___ ЦИТИРУЕМЫЙ ТЕКСТ

Ю.Ф. Самарин
Повесть об украинском народе

Написал для детей старшего возраста Кулеш. С.-Петербург, 1846

На главную

Произведения Ю.Ф. Самарина


Этот мастерской, прекрасно написанный очерк истории Украины замечателен в особенности тем, что факты, в нем выведенные, ясно обличают односторонность воззрения автора и доказывают неопровержимо мысль прямо противоположную той, на которую он намекает довольно ясно во многих местах.

Украина могла бы сделаться самостоятельною, если бы не измена дворянства и не владычество Москвы, убившей ее народность, — вот что старается внушить автор.

А вот что показывают факты: польско-католическое дворянство угнетало народ; Хмельницкий освободил его и выгнал поляков. Не прошло пяти лет, природные украинцы, православные, сподвижники Хмельницкого, заняли место польского дворянства и стали угнетать народ; запорожцы, под начальством Брюховецкого, прогнали их и продолжали их роль; наконец, московских чиновников окружила новая шайка украинских дворян, своекорыстных угнетателей народа.

______
___ ЗАПИСИ ДАННЫХ

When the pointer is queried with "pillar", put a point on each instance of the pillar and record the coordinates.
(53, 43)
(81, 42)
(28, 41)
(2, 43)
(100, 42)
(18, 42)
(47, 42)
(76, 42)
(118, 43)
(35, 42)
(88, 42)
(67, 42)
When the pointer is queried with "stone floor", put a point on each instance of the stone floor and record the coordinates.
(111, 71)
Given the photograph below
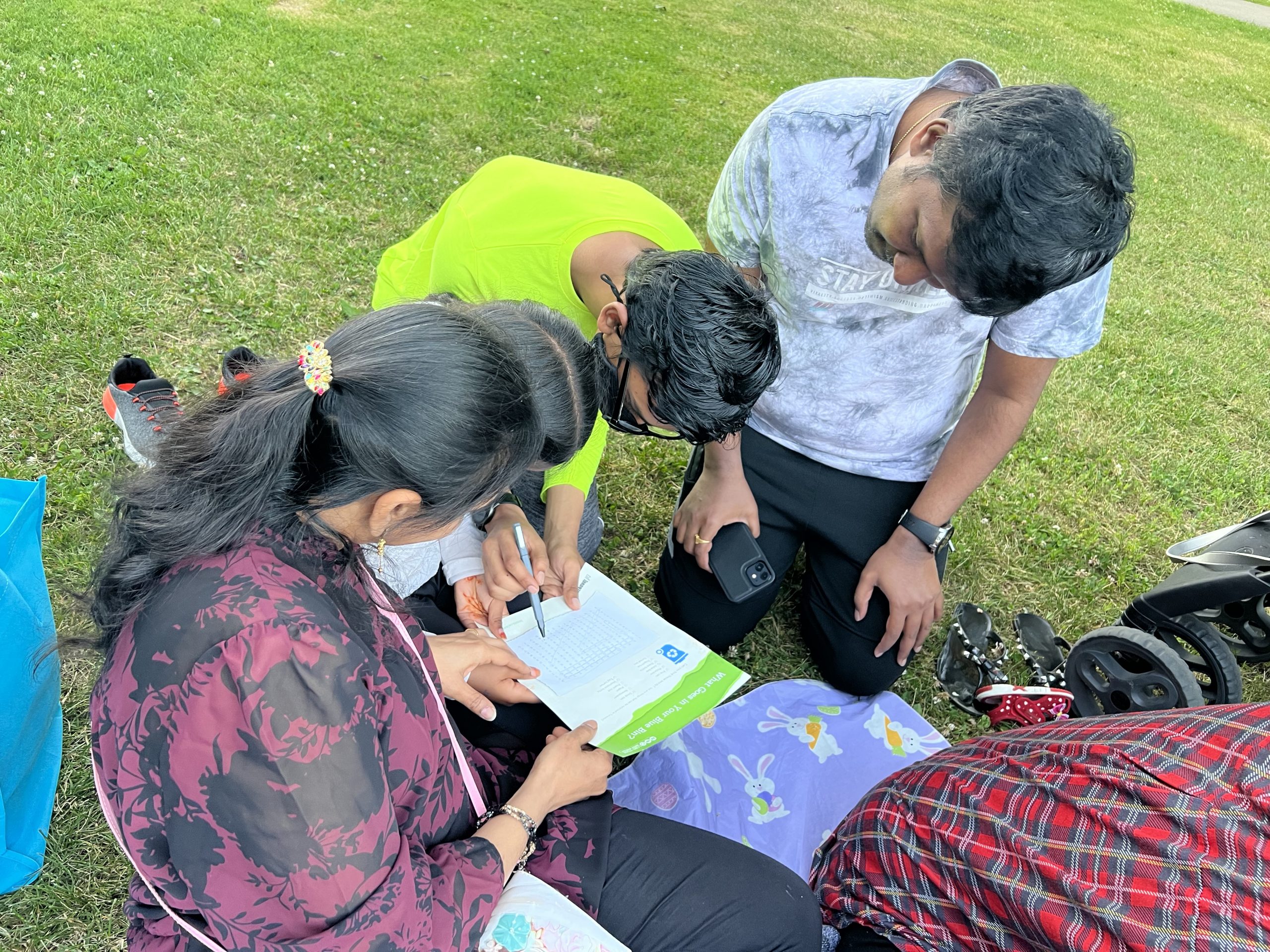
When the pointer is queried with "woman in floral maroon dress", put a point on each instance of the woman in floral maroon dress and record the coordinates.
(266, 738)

______
___ ЗАПИСИ ДАННЫХ

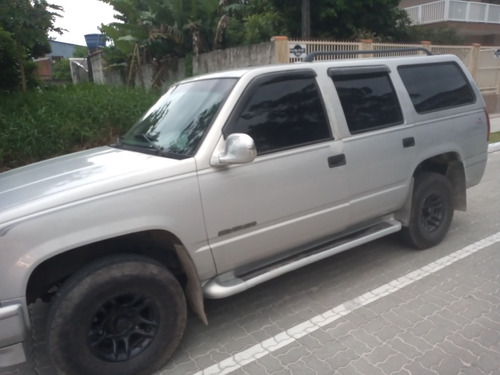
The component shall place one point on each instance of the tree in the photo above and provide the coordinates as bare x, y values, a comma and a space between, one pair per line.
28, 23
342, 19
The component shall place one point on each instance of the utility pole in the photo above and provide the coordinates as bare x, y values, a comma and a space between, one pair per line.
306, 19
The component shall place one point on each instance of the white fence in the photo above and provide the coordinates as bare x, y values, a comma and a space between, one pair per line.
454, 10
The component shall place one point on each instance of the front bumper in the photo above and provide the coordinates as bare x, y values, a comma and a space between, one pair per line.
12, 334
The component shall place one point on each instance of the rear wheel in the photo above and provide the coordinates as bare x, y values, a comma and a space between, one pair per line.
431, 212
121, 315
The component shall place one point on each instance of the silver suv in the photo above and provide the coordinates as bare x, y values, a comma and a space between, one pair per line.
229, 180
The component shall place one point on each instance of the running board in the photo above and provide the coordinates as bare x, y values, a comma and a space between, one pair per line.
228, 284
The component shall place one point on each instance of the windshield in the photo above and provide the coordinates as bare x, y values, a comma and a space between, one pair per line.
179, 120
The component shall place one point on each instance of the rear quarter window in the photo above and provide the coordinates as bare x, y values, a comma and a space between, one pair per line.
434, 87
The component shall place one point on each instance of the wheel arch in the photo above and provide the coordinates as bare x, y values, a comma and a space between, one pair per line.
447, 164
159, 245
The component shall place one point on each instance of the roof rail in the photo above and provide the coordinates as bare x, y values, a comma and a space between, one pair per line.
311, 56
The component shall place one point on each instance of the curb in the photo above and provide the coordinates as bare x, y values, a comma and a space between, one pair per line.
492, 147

______
___ ЗАПИСИ ДАННЫХ

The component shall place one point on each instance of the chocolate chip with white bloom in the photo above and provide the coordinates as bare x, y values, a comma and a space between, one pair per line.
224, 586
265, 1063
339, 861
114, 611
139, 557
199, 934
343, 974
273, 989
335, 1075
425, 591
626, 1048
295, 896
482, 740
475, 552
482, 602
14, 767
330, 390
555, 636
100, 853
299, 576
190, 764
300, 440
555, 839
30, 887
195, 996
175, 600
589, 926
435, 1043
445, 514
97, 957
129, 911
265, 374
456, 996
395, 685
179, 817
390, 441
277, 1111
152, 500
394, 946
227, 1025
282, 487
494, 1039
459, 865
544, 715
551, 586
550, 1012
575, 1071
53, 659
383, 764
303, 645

______

■ **ЗАДАНИЕ A**:
Ответьте на вопросы по отзыву о «Повести об украинском народе» и пометьте ответы так же.
(i) Кем и для каких читателей написана «Повесть об украинском народе»?
(ii) Что, по словам отзыва, старается внушить автор повести?
(iii) Под чьим начальством запорожцы прогнали украинских дворян?
■ **ЗАДАНИЕ B**:
Продолжите отзыв о «Повести об украинском народе», начиная сразу после его последнего предложения.

■ **ОЖИДАЕМЫЙ ОТВЕТ A**:
(i) Кулешом, для детей старшего возраста.
(ii) Что Украина могла бы сделаться самостоятельною, если бы не измена дворянства и не владычество Москвы, убившей ее народность.
(iii) Под начальством Брюховецкого.

■ **ОЖИДАЕМЫЙ ОТВЕТ B**:
Что из этого вытекает? Что деспотизм дворянства не был внешним насилием, которое можно стряхнуть навсегда, как, например, иго татар в Северной России, а проявлением органического недуга, коренившегося в самой Украине. Она из себя пускала этот росток, поглощавший жизненные ее соки; сколько раз его ни подрубали, столько же раз он вырастал вновь.

Отчего дворянство угнетало народ? Отчего народ не мог ужиться с ним? Отчего история его представляет ряд геройских восстаний, всегда бесплодных? Оттого, что положение народа было ничем не обеспечено и потому невыносимо. Земля была отобрана у него издавна, и он утратил на нее всякое право. Народ находился на степени пролетариатства. Автор не скрыл этого факта, но как будто не понял всей его важности. Между тем очевидно, что этот недостаток оседлости был главною причиною бессилия Украины. Из ее подвижного, блуждающего населения могло выходить казачество, но не могло образоваться земледельческого класса; энергия ее могла проявляться в судорожных потрясениях, но не могла принять нормального развития.

Упрочить быт народа — вот что было необходимо для того, чтобы спасти Украину, и вот с чего должны были начать те, которые мечтали о ее самостоятельности. Нужно было каким бы то ни было образом восстановить связь земледельческого класса с землею.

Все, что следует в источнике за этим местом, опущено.